# [Stored records]
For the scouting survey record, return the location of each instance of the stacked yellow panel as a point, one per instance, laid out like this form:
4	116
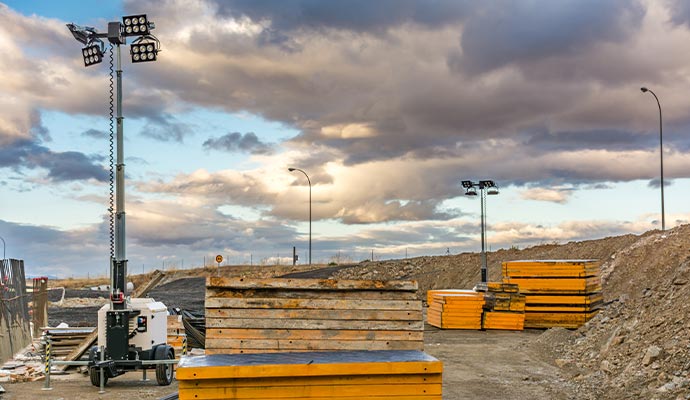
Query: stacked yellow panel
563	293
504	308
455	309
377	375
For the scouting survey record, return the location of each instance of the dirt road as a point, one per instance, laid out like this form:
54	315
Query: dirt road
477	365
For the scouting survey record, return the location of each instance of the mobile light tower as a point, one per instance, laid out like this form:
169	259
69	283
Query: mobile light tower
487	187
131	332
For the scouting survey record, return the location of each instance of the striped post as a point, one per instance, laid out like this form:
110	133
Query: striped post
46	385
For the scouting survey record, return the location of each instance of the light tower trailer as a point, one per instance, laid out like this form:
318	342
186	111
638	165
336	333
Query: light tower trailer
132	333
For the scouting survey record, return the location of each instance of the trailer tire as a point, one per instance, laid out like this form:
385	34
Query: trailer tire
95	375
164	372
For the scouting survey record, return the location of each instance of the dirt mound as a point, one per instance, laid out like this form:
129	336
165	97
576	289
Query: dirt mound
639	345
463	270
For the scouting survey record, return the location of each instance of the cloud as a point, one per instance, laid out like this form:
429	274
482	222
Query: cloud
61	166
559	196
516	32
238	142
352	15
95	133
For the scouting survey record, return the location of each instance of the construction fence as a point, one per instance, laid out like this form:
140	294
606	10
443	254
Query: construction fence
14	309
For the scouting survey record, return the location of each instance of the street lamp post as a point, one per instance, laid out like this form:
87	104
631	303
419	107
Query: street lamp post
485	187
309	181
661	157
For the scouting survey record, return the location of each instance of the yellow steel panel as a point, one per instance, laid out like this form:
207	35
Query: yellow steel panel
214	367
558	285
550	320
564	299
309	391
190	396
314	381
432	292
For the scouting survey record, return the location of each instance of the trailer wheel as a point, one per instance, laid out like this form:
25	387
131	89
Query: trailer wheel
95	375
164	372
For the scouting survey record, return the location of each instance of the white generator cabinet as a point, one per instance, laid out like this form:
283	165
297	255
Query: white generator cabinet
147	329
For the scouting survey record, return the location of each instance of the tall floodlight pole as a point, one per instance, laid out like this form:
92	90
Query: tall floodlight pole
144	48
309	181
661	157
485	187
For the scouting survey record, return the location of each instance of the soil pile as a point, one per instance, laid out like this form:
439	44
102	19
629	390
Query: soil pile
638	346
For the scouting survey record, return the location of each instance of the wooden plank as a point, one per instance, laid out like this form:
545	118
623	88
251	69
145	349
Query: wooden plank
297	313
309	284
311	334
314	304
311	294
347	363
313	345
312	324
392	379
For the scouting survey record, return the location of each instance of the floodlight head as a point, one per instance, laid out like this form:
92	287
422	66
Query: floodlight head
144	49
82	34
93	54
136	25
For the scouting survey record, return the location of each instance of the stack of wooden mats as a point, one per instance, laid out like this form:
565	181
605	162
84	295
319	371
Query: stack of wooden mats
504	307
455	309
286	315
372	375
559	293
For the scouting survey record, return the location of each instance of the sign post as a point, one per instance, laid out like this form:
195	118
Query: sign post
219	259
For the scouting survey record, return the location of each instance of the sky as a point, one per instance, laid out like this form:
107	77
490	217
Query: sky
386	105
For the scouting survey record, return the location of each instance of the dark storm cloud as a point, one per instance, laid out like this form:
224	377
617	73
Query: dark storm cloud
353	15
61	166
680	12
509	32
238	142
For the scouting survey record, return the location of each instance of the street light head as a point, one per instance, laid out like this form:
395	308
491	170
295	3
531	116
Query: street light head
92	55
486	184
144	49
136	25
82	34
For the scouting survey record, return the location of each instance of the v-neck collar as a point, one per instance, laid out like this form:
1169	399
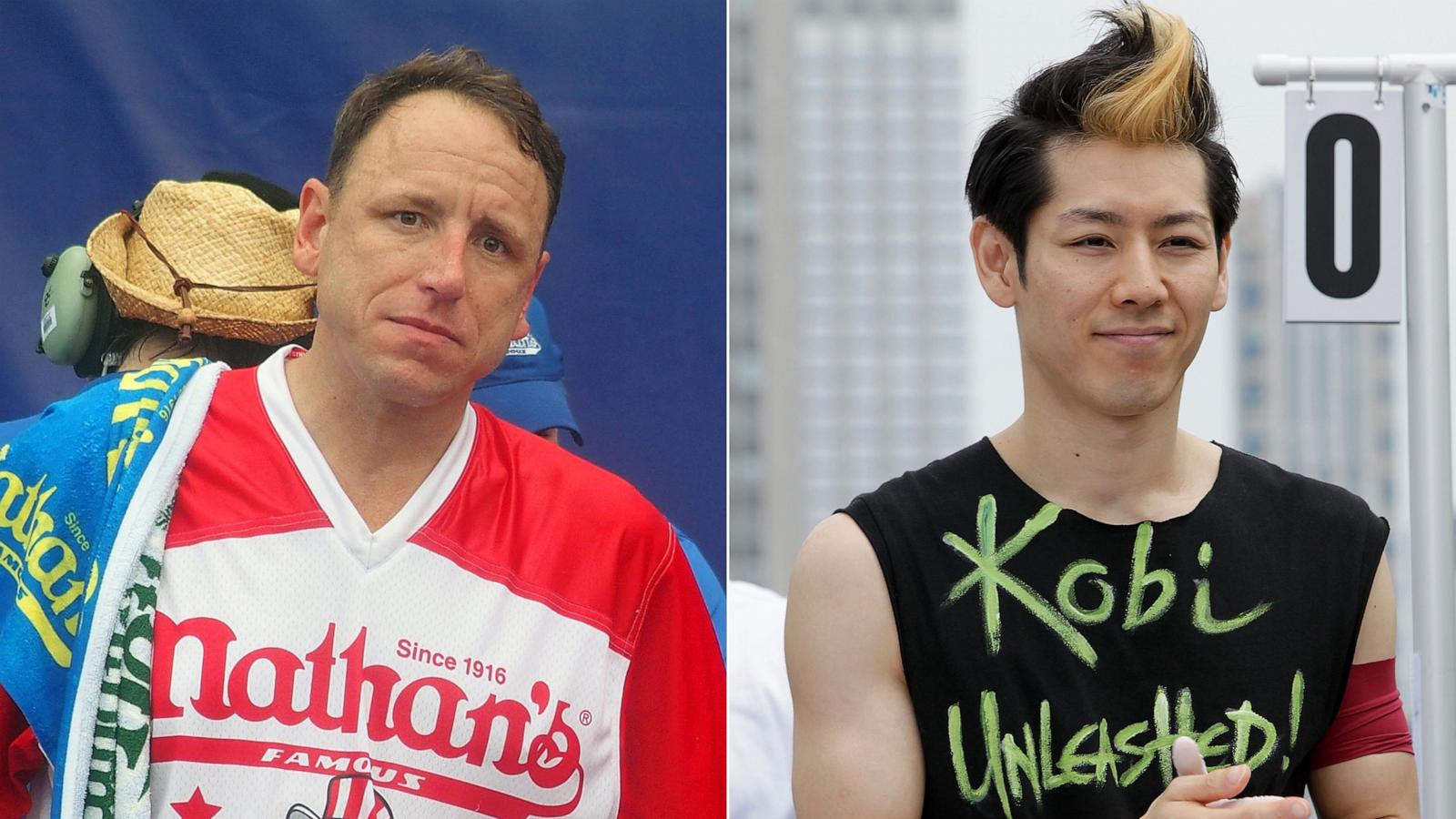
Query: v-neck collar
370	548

# [Written instruction]
Convert every one of the records above into a numbered list with one line per item, skipping blank lines. Leave the pictures out.

# [Reply to the task]
1. For the scouting survey record, return the location of each instance of the stacked yellow panel as a point, one per instance, laid out like this form:
2. 4	116
3. Query: stacked yellow panel
4. 563	293
5. 504	308
6. 455	309
7. 377	375
8. For the scouting survey record, return the location of each instance of the dirt road as a point, one per instance, laid out like this form:
9. 54	315
10. Query: dirt road
11. 477	365
12. For the scouting survey record, return the location of each instance of the mobile light tower as a point, one per instance, laid out like this form:
13. 169	259
14. 69	283
15. Query: mobile light tower
16. 487	187
17. 131	332
18. For the scouting survey record, return the location of each instance of the striped post as a point, one per instance, laid out like this form:
19. 110	133
20. Query: striped post
21. 46	385
22. For the scouting survey record, return the location of each instance of the light tower trailer as a point, one per instance, laid out like this form:
23. 318	342
24. 186	111
25. 638	165
26. 336	333
27. Query: light tower trailer
28. 132	333
29. For the scouting survey record, return the location of each instance of the trailer tire as a point, one per instance, laid out like this form:
30. 385	34
31. Query: trailer tire
32. 95	375
33. 164	372
34. For the scouting survey record, return the location of each instance of the dirt mound as a point, one per instance, laid out like this form:
35. 129	336
36. 165	97
37. 576	289
38. Query: dirt mound
39. 639	345
40. 463	270
41. For the scouting survey record, return the location of each instance of the cloud as a point, one per instance, laid out like this form:
42. 429	274
43. 482	222
44. Query: cloud
45. 61	166
46. 559	196
47. 516	32
48. 238	142
49. 352	15
50. 95	133
51. For the scouting survey record, return the location of each instance of the construction fence as a point, one per instance, laid out like this form:
52. 140	294
53. 606	10
54. 443	254
55. Query: construction fence
56. 14	309
57. For the scouting survey record, return the location of each instance of the street lamp post as a point, one per instance, laid out like this form:
58. 87	104
59. 631	303
60. 419	107
61. Query: street lamp post
62. 485	187
63. 309	181
64. 661	157
65. For the scouting survey record, return the location of each instance of the yellow steel panel as a point, one per instance, laid out like this form:
66. 207	35
67. Query: yellow steel panel
68. 214	367
69. 558	285
70. 550	320
71. 564	299
72. 309	391
73. 190	396
74. 314	381
75. 432	292
76. For the scouting survey record, return the location of each instance of the trailer wheel as a point, one per instance, laid out like this form:
77. 25	387
78. 131	89
79. Query: trailer wheel
80. 95	375
81. 164	372
82. For the scouting survey record, return the location of each instance of the white generator cabinet as a point, one per instance, laid out like this form:
83. 283	165
84. 297	255
85. Query: white generator cabinet
86. 147	329
87. For the scouting survey record, return the location of each instance of the tall floodlight pole as a point, one per instance, laid out like this form:
88. 92	90
89. Query: tall floodlight pole
90. 144	48
91. 309	181
92. 661	157
93. 485	187
94. For the scouting survey record, return the location of each instance of the soil pile as a point, one per instance, laid out like this form:
95. 439	44
96. 102	19
97. 629	390
98. Query: soil pile
99. 638	346
100. For the scouting survey record, return the location of each instance of the wooden plank as a point, one per instance, laid out like this form:
101. 545	118
102. 623	88
103. 251	69
104. 145	349
105. Query: wooden plank
106. 297	313
107. 309	284
108. 311	334
109. 314	304
110. 311	294
111. 347	363
112. 313	345
113. 312	324
114. 392	379
115. For the scouting survey record, return the location of each instance of the floodlight head as a point, one per instance, laid out like this form:
116. 92	287
117. 422	66
118. Query: floodlight head
119. 144	49
120. 82	34
121. 93	54
122. 136	25
123. For the scouting survey record, return the location of each instance of the stack of wooden mats as a point, one per instance, laid out like this form:
124. 565	181
125. 605	162
126. 84	295
127. 319	371
128. Query: stack of wooden mats
129. 504	307
130. 455	309
131. 286	315
132. 372	375
133. 559	293
134. For the scouting survey record, return the location of each instance of the sign post as a point, one per instance, laid out like this form:
135. 195	118
136. Query: sign post
137. 219	259
138. For the scouting survey record, return the location of each instance of the sky as a point, one per instance, laid out like this form:
139. 107	77
140. 490	217
141. Query: sky
142. 386	105
143. For the scouting survey record, return the location of each instance of the dark storm cloud as a point, one per instance, laid out like this form:
144. 224	377
145. 617	73
146. Query: dark storm cloud
147. 353	15
148. 61	166
149. 680	12
150. 509	32
151. 238	142
152. For the scouting survey record, return the location of each instance of the street light head as a point, one per instance, laid out like this form:
153. 395	308
154. 491	170
155. 295	3
156. 531	116
157. Query: street light head
158. 92	55
159. 486	184
160. 144	49
161. 136	25
162. 82	34
163. For the scouting survey record, return the location of each instance of the v-neck collar as a point, one per instance, laid out like this form:
164. 1169	399
165. Query: v-neck collar
166. 370	548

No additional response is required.